• _TEXT SHOWN_:
# Hedgehog Society Ning!



## starby (Apr 25, 2010)

I just started a Ning for hedgehog lovers! I'm hoping people join so we can share pictures, videos, and stories!

Here is the link:
http://ilovehedgehogs.ning.com/

Ning is a cool social networking site that I've been using for school a lot lately. I wanted to join a hedgehog ning and discovered that one didn't exist!  I quickly made The Hedgehog Society so everyone can share the love of these darling creatures!


----------



## starby (Apr 25, 2010)

PS.  I'm not trying to be all spammy. But I just thought it would be cool to have a little hedgehog community where people could post pictures and videos. Once you post pictures they appear in one main slideshow with everyone's pictures together! Imagine all of the lil' cute faces! 

I hope someone joins me! I'm lonely in there! :?


----------



## LizardGirl (Aug 25, 2008)

We have a hedgehog community right here where we can post pictures and videos.  Why make another one?


----------



## hedgielover (Oct 30, 2008)

LizardGirl said:


> We have a hedgehog community right here where we can post pictures and videos.  Why make another one?


That was my first thought but then I figured "Why not?" I joined. I can't promise I'll be a super active member though.


----------



## starby (Apr 25, 2010)

LizardGirl said:


> Why make another one?


It's in more of a facebook type format with profiles and wall posts... picture slideshows and stuff. I definitely come here for answers to my many questions but if I want to see cute picture and video collections the Ning has everything displayed and easy to access.

I wasn't trying to be redundant. I just can't get enough of my hedgehog so I don't mind being in more than one community about him!


----------



## i<3hedgies (Apr 25, 2010)

yeah really? we already have a hedgie community right here!


----------

• _AIM 1_: Write out the hedgehog forum thread from "Ning is a cool" up to and including "lil' cute faces!".
The listing after this has nothing to do with the hedgehog forum thread.

• _EXCERPTED DATA_:
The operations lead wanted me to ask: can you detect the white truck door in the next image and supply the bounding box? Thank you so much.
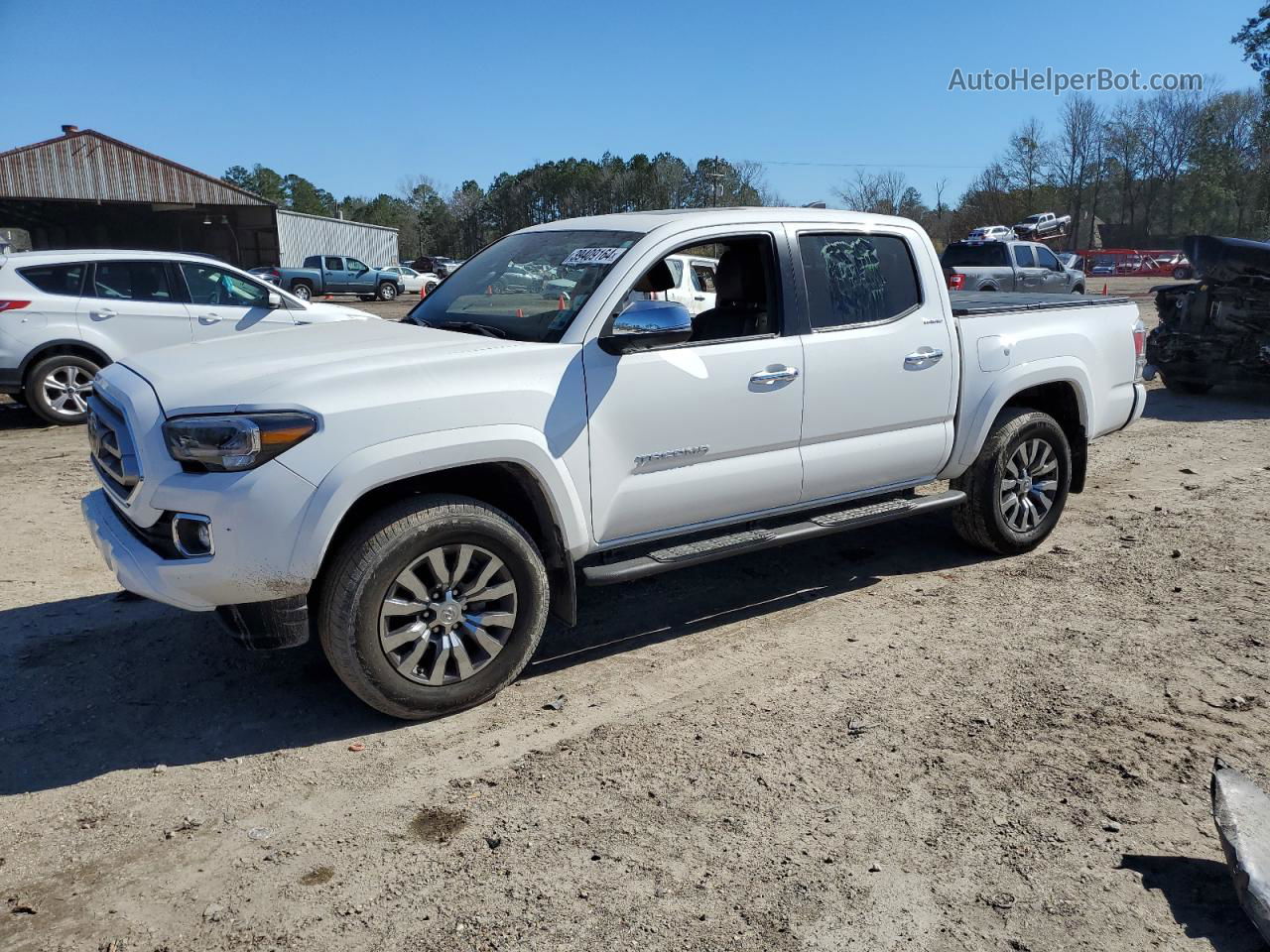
[179,262,295,340]
[583,228,803,542]
[78,258,191,358]
[790,226,957,502]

• _AIM 2_: Give back every line of the listing word for word, leaving the pictures out.

• _SOLUTION 1_:
Ning is a cool social networking site that I've been using for school a lot lately. I wanted to join a hedgehog ning and discovered that one didn't exist!  I quickly made The Hedgehog Society so everyone can share the love of these darling creatures!


----------



## starby (Apr 25, 2010)

PS.  I'm not trying to be all spammy. But I just thought it would be cool to have a little hedgehog community where people could post pictures and videos. Once you post pictures they appear in one main slideshow with everyone's pictures together! Imagine all of the lil' cute faces!

• _SOLUTION 2_:
The operations lead wanted me to ask: can you detect the white truck door in the next image and supply the bounding box? Thank you so much.
[179,262,295,340]
[583,228,803,542]
[78,258,191,358]
[790,226,957,502]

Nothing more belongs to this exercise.